CONSIGNA:
Por favor, reproduce todas las entradas que siguen sin alterar nada.

Entradas de etiquetado de contornos:

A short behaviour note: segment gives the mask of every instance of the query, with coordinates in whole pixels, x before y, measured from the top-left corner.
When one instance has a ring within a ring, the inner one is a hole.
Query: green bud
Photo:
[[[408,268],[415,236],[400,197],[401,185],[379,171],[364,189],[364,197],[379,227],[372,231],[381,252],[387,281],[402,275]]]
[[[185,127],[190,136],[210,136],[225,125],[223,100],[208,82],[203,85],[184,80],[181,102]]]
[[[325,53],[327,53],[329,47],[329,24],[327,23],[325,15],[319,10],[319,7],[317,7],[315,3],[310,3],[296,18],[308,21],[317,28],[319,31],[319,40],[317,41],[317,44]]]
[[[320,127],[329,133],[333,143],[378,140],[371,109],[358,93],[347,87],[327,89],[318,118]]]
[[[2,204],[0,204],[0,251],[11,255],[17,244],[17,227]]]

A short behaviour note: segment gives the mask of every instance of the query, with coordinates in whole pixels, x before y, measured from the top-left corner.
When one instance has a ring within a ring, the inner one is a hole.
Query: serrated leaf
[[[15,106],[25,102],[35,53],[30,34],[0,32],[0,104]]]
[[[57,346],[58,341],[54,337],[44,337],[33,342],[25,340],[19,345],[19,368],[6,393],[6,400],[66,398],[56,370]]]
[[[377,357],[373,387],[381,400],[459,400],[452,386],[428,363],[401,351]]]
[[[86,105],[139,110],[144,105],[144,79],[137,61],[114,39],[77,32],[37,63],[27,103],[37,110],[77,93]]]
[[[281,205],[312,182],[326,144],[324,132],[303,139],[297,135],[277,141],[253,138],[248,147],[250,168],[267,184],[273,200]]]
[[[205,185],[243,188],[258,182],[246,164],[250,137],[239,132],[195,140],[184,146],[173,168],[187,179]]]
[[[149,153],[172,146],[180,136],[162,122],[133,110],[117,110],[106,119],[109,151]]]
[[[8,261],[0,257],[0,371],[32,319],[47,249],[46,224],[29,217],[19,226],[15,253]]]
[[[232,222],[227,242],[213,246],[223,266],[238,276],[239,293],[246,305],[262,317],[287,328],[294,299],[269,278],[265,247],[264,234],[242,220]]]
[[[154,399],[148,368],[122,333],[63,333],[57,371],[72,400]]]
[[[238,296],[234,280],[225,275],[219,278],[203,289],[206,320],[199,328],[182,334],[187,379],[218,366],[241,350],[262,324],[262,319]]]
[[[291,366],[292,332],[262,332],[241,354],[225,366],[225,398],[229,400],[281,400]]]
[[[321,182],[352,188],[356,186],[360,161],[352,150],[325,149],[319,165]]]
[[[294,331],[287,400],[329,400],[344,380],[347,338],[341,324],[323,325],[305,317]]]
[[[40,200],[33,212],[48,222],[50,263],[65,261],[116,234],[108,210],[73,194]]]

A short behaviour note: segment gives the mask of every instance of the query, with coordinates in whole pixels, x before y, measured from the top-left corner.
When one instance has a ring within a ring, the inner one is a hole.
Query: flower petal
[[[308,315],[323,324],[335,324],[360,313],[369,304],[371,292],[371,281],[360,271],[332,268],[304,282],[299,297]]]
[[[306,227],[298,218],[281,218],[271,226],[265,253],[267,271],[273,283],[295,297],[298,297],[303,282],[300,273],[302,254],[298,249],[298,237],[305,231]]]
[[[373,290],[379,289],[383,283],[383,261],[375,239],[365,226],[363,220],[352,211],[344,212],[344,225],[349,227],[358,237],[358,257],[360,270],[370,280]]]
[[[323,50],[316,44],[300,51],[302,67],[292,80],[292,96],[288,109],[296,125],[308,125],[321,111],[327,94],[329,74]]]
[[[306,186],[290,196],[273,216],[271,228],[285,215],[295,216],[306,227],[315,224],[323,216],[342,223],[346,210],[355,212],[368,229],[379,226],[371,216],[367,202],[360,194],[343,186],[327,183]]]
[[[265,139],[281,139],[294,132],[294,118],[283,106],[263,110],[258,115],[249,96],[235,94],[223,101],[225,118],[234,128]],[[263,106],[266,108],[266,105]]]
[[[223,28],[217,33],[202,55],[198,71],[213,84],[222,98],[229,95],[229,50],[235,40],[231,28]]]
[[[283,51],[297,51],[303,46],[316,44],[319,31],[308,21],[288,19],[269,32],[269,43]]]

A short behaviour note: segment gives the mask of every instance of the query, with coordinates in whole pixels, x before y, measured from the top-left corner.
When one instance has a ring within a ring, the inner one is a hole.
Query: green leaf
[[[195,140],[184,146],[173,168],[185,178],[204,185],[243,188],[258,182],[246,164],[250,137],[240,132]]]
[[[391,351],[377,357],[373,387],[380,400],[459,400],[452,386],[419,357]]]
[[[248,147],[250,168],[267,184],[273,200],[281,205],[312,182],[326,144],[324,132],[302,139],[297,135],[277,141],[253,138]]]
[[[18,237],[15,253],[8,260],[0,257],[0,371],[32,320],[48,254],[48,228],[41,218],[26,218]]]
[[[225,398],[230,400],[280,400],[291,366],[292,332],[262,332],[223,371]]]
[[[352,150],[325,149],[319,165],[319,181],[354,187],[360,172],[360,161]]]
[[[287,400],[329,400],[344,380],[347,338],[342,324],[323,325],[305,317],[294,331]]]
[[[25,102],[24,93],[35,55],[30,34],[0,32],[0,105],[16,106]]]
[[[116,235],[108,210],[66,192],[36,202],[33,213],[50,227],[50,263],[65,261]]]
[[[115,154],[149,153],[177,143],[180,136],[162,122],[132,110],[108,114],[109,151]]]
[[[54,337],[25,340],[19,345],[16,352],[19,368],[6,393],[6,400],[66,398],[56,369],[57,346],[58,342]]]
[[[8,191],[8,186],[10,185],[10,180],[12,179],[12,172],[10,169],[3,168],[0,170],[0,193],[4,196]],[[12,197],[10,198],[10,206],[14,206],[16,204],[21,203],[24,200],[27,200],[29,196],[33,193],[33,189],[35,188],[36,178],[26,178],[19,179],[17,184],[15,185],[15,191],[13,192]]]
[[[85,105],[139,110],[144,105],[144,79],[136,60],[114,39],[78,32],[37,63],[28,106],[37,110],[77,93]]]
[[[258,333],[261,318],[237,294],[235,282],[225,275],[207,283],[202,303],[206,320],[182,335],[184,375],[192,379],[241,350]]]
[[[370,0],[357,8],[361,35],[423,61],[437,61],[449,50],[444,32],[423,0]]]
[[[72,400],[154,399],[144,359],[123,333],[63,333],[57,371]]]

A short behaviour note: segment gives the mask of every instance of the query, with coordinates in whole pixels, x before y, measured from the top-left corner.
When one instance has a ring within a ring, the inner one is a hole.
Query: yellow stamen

SOLUCIÓN DEL PROBLEMA:
A short behaviour note: segment gives the mask of every instance of the query, with coordinates in whole pixels, x before y, measured from the top-left corner.
When one instance has a ring within a ring, the inner one is a hole.
Query: green bud
Photo:
[[[408,268],[415,236],[400,197],[401,185],[379,171],[364,189],[364,197],[379,227],[372,231],[381,252],[387,281],[402,275]]]
[[[185,127],[190,136],[210,136],[225,125],[223,100],[208,82],[203,85],[184,80],[181,102]]]
[[[325,53],[327,53],[329,47],[329,24],[327,23],[325,15],[319,10],[319,7],[317,7],[315,3],[310,3],[296,18],[308,21],[317,28],[319,31],[319,40],[317,41],[317,44]]]
[[[320,127],[329,133],[333,143],[378,140],[371,109],[358,93],[347,87],[327,89],[318,118]]]
[[[2,204],[0,204],[0,251],[11,255],[17,244],[17,227]]]

A short behaviour note: segment gives the mask of every instance of the query, with coordinates in whole pixels, x before y, measured from the top-left corner.
When one instance has a ring within a ring, the inner one is a hole.
Query: serrated leaf
[[[15,106],[25,102],[35,53],[30,34],[0,32],[0,104]]]
[[[57,346],[58,341],[54,337],[44,337],[33,342],[25,340],[19,345],[19,368],[6,393],[6,400],[66,398],[56,370]]]
[[[377,357],[373,387],[381,400],[459,400],[452,386],[428,363],[401,351]]]
[[[86,105],[139,110],[144,105],[144,79],[137,61],[114,39],[77,32],[37,63],[27,103],[37,110],[77,93]]]
[[[281,205],[312,182],[326,144],[324,132],[303,139],[297,135],[277,141],[253,138],[248,147],[250,168],[267,184],[273,200]]]
[[[205,185],[243,188],[258,182],[246,164],[250,137],[239,132],[195,140],[184,146],[173,168],[187,179]]]
[[[149,153],[172,146],[180,136],[162,122],[133,110],[117,110],[106,119],[109,151]]]
[[[8,261],[0,257],[0,371],[32,319],[47,249],[46,224],[29,217],[19,226],[15,253]]]
[[[232,222],[227,242],[213,246],[223,266],[238,276],[239,293],[246,305],[262,317],[287,328],[294,299],[269,278],[265,247],[264,234],[242,220]]]
[[[154,399],[148,368],[122,333],[63,333],[57,371],[72,400]]]
[[[238,296],[234,280],[225,275],[219,278],[203,289],[206,320],[199,328],[182,334],[187,379],[218,366],[241,350],[262,324],[262,319]]]
[[[291,366],[292,332],[262,332],[241,354],[225,366],[225,398],[229,400],[281,400]]]
[[[321,182],[352,188],[356,186],[360,161],[352,150],[325,149],[319,165]]]
[[[294,331],[287,400],[329,400],[344,380],[347,338],[341,324],[323,325],[305,317]]]
[[[40,200],[33,212],[48,222],[50,263],[65,261],[116,234],[108,210],[73,194]]]

A short behaviour note: segment gives the mask of every instance of the query, with coordinates in whole pixels, x before y, measured from the top-left corner.
When one instance has a ring within a ring, the inner one is a hole.
Query: flower petal
[[[308,315],[323,324],[335,324],[360,313],[369,304],[371,292],[371,281],[360,271],[332,268],[304,282],[299,297]]]
[[[306,227],[298,218],[281,218],[271,226],[265,253],[267,271],[273,283],[295,297],[298,297],[303,282],[300,273],[302,254],[298,249],[298,237],[305,231]]]
[[[373,290],[379,289],[383,283],[383,261],[375,239],[365,226],[363,220],[352,211],[344,212],[344,225],[349,227],[358,237],[358,257],[360,270],[370,280]]]
[[[323,50],[316,44],[300,51],[302,67],[292,80],[292,96],[288,109],[296,125],[308,125],[321,111],[327,94],[329,74]]]
[[[306,186],[290,196],[273,216],[271,228],[285,215],[295,216],[306,227],[315,224],[323,216],[342,223],[346,210],[355,212],[368,229],[379,226],[371,216],[367,202],[360,194],[343,186],[327,183]]]
[[[265,139],[281,139],[294,132],[294,118],[283,106],[263,110],[258,115],[249,96],[235,94],[223,101],[225,118],[234,128]],[[263,106],[266,108],[266,105]]]
[[[223,28],[217,33],[202,55],[198,71],[213,84],[222,98],[229,95],[229,50],[235,40],[231,28]]]
[[[283,51],[297,51],[303,46],[316,44],[319,31],[308,21],[288,19],[269,32],[269,43]]]

A short behaviour note: segment gives the mask of every instance of the query, with coordinates in whole pixels, x before y, measured from the top-left corner.
When one instance has a ring within a ring, the inner one is a hole.
Query: green leaf
[[[195,140],[184,146],[173,168],[185,178],[204,185],[243,188],[258,182],[246,164],[250,137],[240,132]]]
[[[391,351],[377,357],[373,387],[380,400],[459,400],[452,386],[419,357]]]
[[[248,147],[250,168],[267,184],[273,200],[281,205],[312,182],[326,144],[324,132],[302,139],[297,135],[277,141],[253,138]]]
[[[18,237],[15,253],[8,260],[0,257],[0,371],[32,320],[48,254],[48,228],[41,218],[26,218]]]
[[[225,398],[230,400],[280,400],[291,366],[292,332],[262,332],[223,371]]]
[[[352,150],[325,149],[319,165],[319,181],[354,187],[360,172],[360,161]]]
[[[287,400],[329,400],[344,380],[347,338],[342,324],[323,325],[305,317],[294,331]]]
[[[25,102],[24,93],[35,55],[30,34],[0,32],[0,105],[16,106]]]
[[[116,235],[108,210],[66,192],[36,202],[33,213],[50,227],[50,263],[65,261]]]
[[[115,154],[149,153],[177,143],[180,136],[162,122],[132,110],[108,114],[109,151]]]
[[[54,337],[25,340],[19,345],[16,352],[19,368],[6,393],[6,400],[66,398],[56,369],[57,346],[58,342]]]
[[[8,191],[8,186],[10,185],[10,180],[12,179],[12,172],[10,169],[3,168],[0,170],[0,193],[4,196]],[[12,197],[10,198],[10,206],[14,206],[16,204],[21,203],[24,200],[27,200],[29,196],[33,193],[33,189],[35,188],[36,178],[26,178],[19,179],[17,184],[15,185],[15,191],[13,192]]]
[[[85,105],[139,110],[144,105],[144,79],[136,60],[114,39],[78,32],[37,63],[28,106],[37,110],[77,93]]]
[[[258,333],[261,318],[237,294],[235,282],[225,275],[207,283],[202,303],[206,320],[182,335],[184,375],[192,379],[241,350]]]
[[[370,0],[357,8],[361,35],[423,61],[437,61],[449,50],[444,32],[423,0]]]
[[[72,400],[154,399],[144,359],[123,333],[63,333],[57,371]]]

A short behaviour note: segment gives the mask of every instance of the query, with coordinates in whole pixels, x before y, measured from the top-left corner.
When one instance has a ring within a ring, the inner one is a hole.
Query: yellow stamen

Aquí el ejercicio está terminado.